### TASK OBJECTIVE
Extend the passage on clevudine resistance in hepatitis B patients by writing what comes after its final sentence.

### DOCUMENT PASSAGE
Identification of the pattern of resistance mutations should be used to adapt therapeutic strategies. Mutation of rtM204I in the reverse transcriptase gene had a major role in CLV-resistance, whereas several additional mutations could have a compensatory function in HBV replication.19 In this study, 26 patients showed CLV-resistance mutations, with 20 patients carrying the rtM204I mutation and 6 with the rtM204I+rtL180M mutation. In vitro susceptibility assays demonstrated that the rtM204I mutation confers resistance to other L-nucleoside analogs such as lamivudine, emtricitabine, telbivudine, and entecavir. Accordingly, nucleotide analogs such as adeforvir and tenofovir or a combination regimen including these drugs could be the best options for patients with CLV-resistance. Furthermore, in our study, 11 patients showed virologic breakthrough without evidence of CLV-resistant mutation. It is mainly associated with poor medication compliance, but, it is possible to be associated with unknown resistance conferring mutation. During follow-up of these 11 patients, four showed a further reduction in serum HBV DNA level with continued CLV therapy, but the other seven showed a persistently elevated viral load and were rescued with another regimen.

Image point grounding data
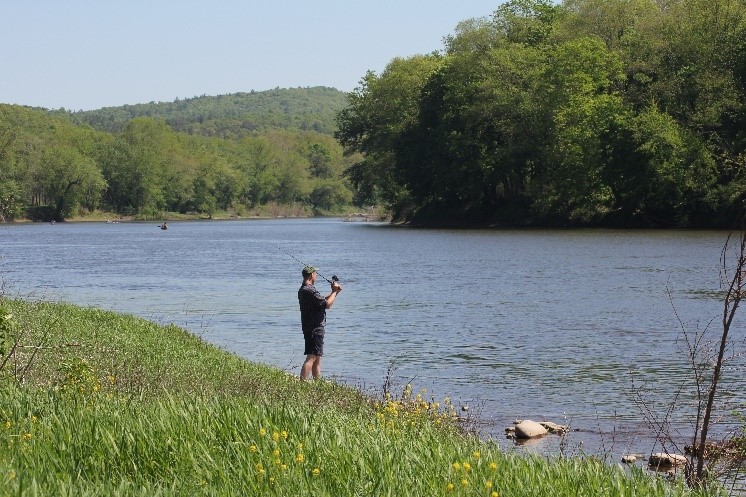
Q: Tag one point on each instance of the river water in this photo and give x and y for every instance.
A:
(559, 325)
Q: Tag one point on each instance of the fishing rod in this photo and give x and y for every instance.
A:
(334, 276)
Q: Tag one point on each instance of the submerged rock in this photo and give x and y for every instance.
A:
(663, 460)
(554, 427)
(529, 429)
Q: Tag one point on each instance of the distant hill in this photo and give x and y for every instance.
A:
(229, 116)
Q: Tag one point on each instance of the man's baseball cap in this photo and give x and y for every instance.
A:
(308, 270)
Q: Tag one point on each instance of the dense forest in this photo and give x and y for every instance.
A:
(260, 153)
(626, 113)
(580, 113)
(229, 116)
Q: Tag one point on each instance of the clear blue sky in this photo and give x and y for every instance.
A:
(87, 54)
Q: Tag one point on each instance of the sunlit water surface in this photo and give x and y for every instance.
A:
(547, 325)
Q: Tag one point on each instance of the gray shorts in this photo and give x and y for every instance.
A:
(314, 344)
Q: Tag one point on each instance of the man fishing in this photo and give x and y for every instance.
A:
(313, 308)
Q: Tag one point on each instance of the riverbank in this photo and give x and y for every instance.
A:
(99, 403)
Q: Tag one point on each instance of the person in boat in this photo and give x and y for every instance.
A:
(313, 308)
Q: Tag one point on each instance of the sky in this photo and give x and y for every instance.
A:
(89, 54)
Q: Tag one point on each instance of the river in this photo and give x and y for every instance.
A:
(560, 325)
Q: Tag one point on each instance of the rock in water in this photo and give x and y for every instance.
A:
(529, 429)
(663, 460)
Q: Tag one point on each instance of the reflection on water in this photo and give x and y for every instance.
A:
(556, 325)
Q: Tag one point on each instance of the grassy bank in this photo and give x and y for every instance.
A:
(97, 403)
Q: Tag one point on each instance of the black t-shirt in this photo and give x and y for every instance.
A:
(312, 310)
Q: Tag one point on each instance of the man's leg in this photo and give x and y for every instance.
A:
(308, 365)
(317, 368)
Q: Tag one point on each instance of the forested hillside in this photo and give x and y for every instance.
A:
(579, 113)
(229, 116)
(261, 153)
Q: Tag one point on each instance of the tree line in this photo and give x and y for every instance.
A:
(581, 113)
(54, 166)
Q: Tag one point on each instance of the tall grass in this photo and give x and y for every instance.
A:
(114, 405)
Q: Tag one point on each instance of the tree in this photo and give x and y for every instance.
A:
(136, 165)
(580, 91)
(67, 179)
(379, 111)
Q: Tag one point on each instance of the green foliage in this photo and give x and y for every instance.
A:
(138, 409)
(228, 116)
(621, 113)
(52, 169)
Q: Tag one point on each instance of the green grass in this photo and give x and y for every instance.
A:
(97, 403)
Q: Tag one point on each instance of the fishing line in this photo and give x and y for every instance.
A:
(334, 277)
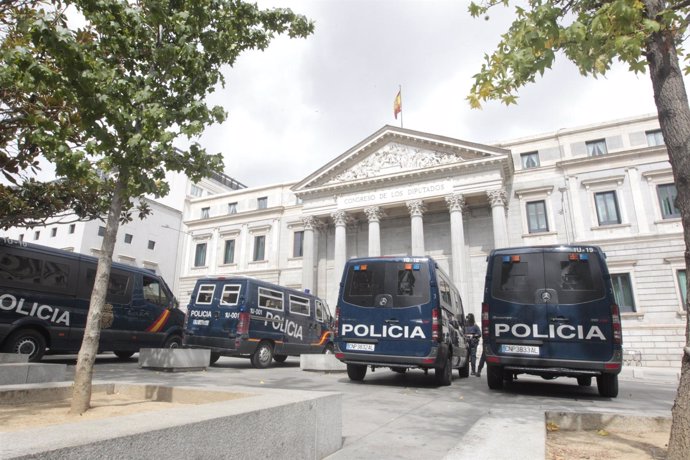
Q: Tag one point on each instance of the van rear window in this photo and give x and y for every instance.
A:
(406, 284)
(572, 277)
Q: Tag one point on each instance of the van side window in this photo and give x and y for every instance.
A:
(231, 294)
(268, 298)
(205, 294)
(299, 305)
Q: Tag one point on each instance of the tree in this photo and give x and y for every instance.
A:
(645, 35)
(136, 75)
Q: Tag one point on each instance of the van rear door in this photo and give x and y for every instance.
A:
(386, 309)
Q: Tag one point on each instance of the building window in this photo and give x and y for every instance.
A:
(655, 138)
(530, 160)
(536, 217)
(298, 244)
(200, 255)
(607, 208)
(229, 253)
(622, 292)
(682, 285)
(196, 191)
(259, 247)
(667, 201)
(596, 148)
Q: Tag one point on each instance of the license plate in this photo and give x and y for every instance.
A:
(359, 346)
(520, 349)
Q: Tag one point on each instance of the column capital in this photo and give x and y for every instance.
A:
(416, 208)
(374, 213)
(340, 217)
(455, 202)
(497, 197)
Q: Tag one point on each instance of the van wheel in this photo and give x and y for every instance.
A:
(584, 381)
(262, 356)
(123, 354)
(356, 372)
(607, 384)
(174, 341)
(444, 375)
(494, 377)
(26, 342)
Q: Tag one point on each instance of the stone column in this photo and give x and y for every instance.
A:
(308, 254)
(498, 201)
(340, 249)
(417, 208)
(374, 215)
(456, 205)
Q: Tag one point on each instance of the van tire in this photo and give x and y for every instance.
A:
(26, 341)
(584, 381)
(123, 354)
(494, 377)
(263, 355)
(356, 372)
(607, 384)
(444, 374)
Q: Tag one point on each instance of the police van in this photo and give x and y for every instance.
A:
(401, 313)
(44, 303)
(247, 317)
(550, 311)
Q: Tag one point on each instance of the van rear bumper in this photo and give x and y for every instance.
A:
(433, 359)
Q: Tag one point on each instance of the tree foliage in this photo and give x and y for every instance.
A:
(647, 35)
(114, 83)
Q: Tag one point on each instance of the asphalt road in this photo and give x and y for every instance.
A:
(389, 415)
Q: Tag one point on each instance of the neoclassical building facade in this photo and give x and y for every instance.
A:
(404, 192)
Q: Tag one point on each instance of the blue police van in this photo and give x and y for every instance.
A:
(44, 303)
(401, 313)
(550, 311)
(247, 317)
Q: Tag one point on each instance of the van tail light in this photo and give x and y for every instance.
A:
(616, 321)
(434, 325)
(243, 323)
(485, 321)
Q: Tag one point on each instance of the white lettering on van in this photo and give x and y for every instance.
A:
(8, 302)
(563, 331)
(393, 331)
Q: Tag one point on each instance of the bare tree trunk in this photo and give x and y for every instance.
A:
(674, 118)
(81, 393)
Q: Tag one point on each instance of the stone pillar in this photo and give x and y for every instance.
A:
(340, 249)
(498, 201)
(308, 254)
(374, 215)
(417, 208)
(456, 205)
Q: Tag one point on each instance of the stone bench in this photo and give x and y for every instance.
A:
(174, 359)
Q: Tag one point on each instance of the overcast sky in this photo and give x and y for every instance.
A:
(303, 102)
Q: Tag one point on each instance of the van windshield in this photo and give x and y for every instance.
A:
(572, 277)
(401, 284)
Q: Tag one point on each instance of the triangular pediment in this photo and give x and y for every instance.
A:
(392, 152)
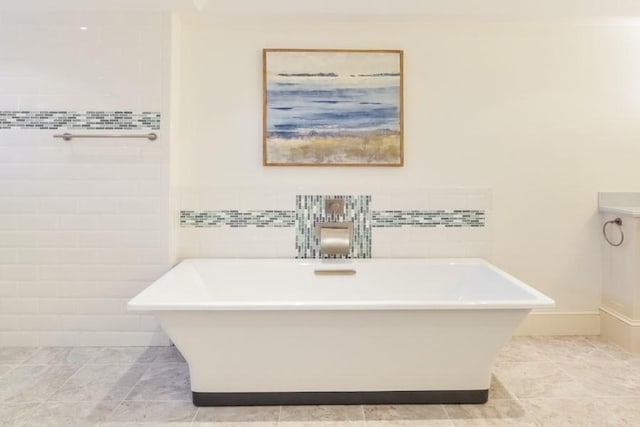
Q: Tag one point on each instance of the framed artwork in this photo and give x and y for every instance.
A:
(332, 107)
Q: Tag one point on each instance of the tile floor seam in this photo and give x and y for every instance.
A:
(120, 402)
(64, 383)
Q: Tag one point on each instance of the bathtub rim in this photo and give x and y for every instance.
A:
(141, 302)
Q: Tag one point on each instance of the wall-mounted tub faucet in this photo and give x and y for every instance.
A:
(335, 237)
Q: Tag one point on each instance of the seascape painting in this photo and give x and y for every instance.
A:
(332, 107)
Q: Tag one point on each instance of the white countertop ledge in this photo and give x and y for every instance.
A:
(633, 211)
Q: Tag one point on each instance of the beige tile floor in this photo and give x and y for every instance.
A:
(538, 381)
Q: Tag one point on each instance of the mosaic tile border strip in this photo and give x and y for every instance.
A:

### ANSWER TO THIS PROBLEM
Although the safety profile of CLV based on short-term clinical trials is similar to placebo,3,4 several studies have reported an association between the emergence of myopathy and CLV therapy.10-12 The incidence of CLV-associated myopathy varies by report. CLV-associated myopathy is characterized by clinical features of motor weakness in the proximal muscle of the lower extremities or asthenia with elevation of more than two of serum CK, lactate dehydrogenase, and lactate levels.12 The pathologic features of mitochondrial toxicity strongly suggest that myopathy is mediated by mitochondrial dysfunction due to long-term CLV therapy.10,12 Discontinuation of CLV appears to be sufficient for the management of myopathy. In this study, a substantial proportion (21.1%) of patients discontinued CLV therapy because of CK elevation, myopathy-related symptoms, patient concern for safety, or other causes. Indeed, CLV-associated myopathy developed in nine (5.9%) patients in whom the mean time to myopathy development was 14.5 months and all improved after CLV discontinuation. Therefore, careful medical examination along with periodic tests for muscle enzymes should be performed to detect subclinical myopathy without overt muscle weakness during long-term CLV therapy.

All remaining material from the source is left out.